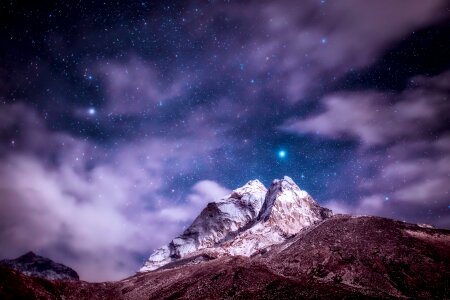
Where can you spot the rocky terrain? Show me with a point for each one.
(248, 220)
(275, 243)
(37, 266)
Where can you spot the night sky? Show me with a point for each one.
(120, 121)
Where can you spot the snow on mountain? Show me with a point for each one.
(214, 223)
(248, 220)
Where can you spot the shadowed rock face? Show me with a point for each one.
(340, 257)
(34, 265)
(248, 220)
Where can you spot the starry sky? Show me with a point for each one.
(120, 120)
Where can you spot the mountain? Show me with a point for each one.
(248, 220)
(275, 243)
(340, 257)
(37, 266)
(215, 223)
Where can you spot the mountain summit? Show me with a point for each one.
(250, 219)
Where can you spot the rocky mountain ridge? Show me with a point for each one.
(34, 265)
(244, 222)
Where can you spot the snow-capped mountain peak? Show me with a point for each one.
(249, 219)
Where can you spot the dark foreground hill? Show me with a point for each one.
(340, 257)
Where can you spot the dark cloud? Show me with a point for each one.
(412, 167)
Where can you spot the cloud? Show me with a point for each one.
(136, 86)
(300, 46)
(366, 115)
(92, 208)
(403, 157)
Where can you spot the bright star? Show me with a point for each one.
(281, 154)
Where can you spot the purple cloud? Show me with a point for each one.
(411, 176)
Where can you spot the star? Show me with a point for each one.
(281, 154)
(91, 111)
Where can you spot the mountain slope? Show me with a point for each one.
(340, 257)
(34, 265)
(248, 220)
(217, 221)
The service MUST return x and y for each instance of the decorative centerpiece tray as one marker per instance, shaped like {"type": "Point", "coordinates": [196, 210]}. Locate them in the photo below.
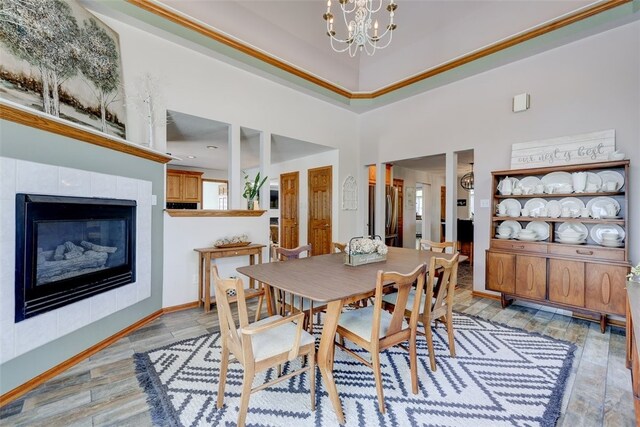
{"type": "Point", "coordinates": [363, 250]}
{"type": "Point", "coordinates": [233, 245]}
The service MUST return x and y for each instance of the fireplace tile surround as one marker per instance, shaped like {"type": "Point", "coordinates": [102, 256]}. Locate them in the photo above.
{"type": "Point", "coordinates": [18, 176]}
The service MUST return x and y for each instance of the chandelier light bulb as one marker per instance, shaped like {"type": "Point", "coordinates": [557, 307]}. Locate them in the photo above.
{"type": "Point", "coordinates": [358, 16]}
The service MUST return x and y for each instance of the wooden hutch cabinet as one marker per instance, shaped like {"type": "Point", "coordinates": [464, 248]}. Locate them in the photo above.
{"type": "Point", "coordinates": [584, 276]}
{"type": "Point", "coordinates": [184, 186]}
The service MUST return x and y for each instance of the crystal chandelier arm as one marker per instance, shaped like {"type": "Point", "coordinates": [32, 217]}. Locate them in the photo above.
{"type": "Point", "coordinates": [371, 9]}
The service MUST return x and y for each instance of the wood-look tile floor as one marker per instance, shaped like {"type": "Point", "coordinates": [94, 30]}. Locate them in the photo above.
{"type": "Point", "coordinates": [103, 390]}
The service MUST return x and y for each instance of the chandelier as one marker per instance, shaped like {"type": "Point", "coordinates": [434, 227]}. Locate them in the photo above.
{"type": "Point", "coordinates": [359, 22]}
{"type": "Point", "coordinates": [466, 181]}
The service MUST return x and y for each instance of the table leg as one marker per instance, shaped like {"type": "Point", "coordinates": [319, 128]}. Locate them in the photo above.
{"type": "Point", "coordinates": [207, 283]}
{"type": "Point", "coordinates": [325, 355]}
{"type": "Point", "coordinates": [252, 282]}
{"type": "Point", "coordinates": [200, 267]}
——————
Problem » Rewrite all of the lines above, replacing "Show me with a point for each one." with "Mark each one with a point." wherever it occurs and keeping everything else the same. Omit the pictures from your answer.

Result of the exercise »
Where can you spot the rocky terrain? Mark each one with a point.
(248, 220)
(275, 243)
(37, 266)
Where can you spot the night sky? Mark each one with a point.
(120, 121)
Where can you spot the snow on mountain? Mark each one with a point.
(214, 223)
(248, 220)
Where can you spot the shadowed rock face? Mark each one with a point.
(340, 257)
(34, 265)
(248, 220)
Where can you spot the starry sky? Mark each one with a point.
(120, 120)
Where can you spot the mountain? Mark each one with a point.
(248, 220)
(275, 243)
(340, 257)
(37, 266)
(215, 223)
Where can you spot the mountain summit? Mark each one with a point.
(250, 219)
Where can you spot the rocky mountain ridge? Mark each one with a point.
(34, 265)
(244, 222)
Where can you spot the snow-capped mountain peak? Mark each one with a point.
(249, 219)
Where can you spot the dark foreground hill? Mark each one with a point.
(340, 257)
Where can you spot the dark cloud? Mark each one with a point.
(412, 167)
Where can you spot the cloud? Mark each one with a point.
(136, 86)
(300, 46)
(366, 115)
(92, 208)
(403, 157)
Where can you spot the bright star? Mark each one with a point.
(281, 154)
Where can you spot the purple cloud? Mark each one with a point.
(411, 176)
Where can you spot the star? Mark each one with a point.
(281, 154)
(91, 111)
Where can you spot the mountain slope? Mark each one with a point.
(340, 257)
(34, 265)
(248, 220)
(217, 221)
The service MUST return x and y for each instance of the decorative centerpiece tray as one marker per instance, shaped like {"type": "Point", "coordinates": [196, 210]}. Locate them in the photo below.
{"type": "Point", "coordinates": [363, 250]}
{"type": "Point", "coordinates": [233, 245]}
The service MUST return x and y for each instance of the fireplace tile surround as one marker per instance, shaped like {"type": "Point", "coordinates": [102, 256]}. Locate them in the photo above.
{"type": "Point", "coordinates": [18, 176]}
The service MUST return x and y for each instance of the chandelier light bulb as one marker per instance, shaped like {"type": "Point", "coordinates": [557, 307]}. Locate them in the photo above.
{"type": "Point", "coordinates": [358, 16]}
The service MUST return x and y for each instance of the wooden hutch cabinet as one marker per instance, shaped like {"type": "Point", "coordinates": [464, 248]}. Locate them in the photo above.
{"type": "Point", "coordinates": [584, 276]}
{"type": "Point", "coordinates": [184, 186]}
The service MUST return x and y for each instance of the crystal chandelier arm as one marker per instance, shaped like {"type": "Point", "coordinates": [32, 217]}. Locate them in the photo above.
{"type": "Point", "coordinates": [371, 9]}
The service MUST return x and y for each instance of the wood-look tile floor as one marker per instance, shaped like {"type": "Point", "coordinates": [94, 30]}. Locate them in the photo above.
{"type": "Point", "coordinates": [103, 390]}
The service MUST return x and y for each instance of the chandelier as one marker per instance, shaped like {"type": "Point", "coordinates": [434, 227]}. Locate them in the photo above.
{"type": "Point", "coordinates": [359, 22]}
{"type": "Point", "coordinates": [466, 181]}
The service MUST return x and y for each instance of the table leg as one marker per instance, shaped like {"type": "Point", "coordinates": [319, 128]}. Locate them in the photo above.
{"type": "Point", "coordinates": [207, 283]}
{"type": "Point", "coordinates": [325, 355]}
{"type": "Point", "coordinates": [252, 282]}
{"type": "Point", "coordinates": [200, 267]}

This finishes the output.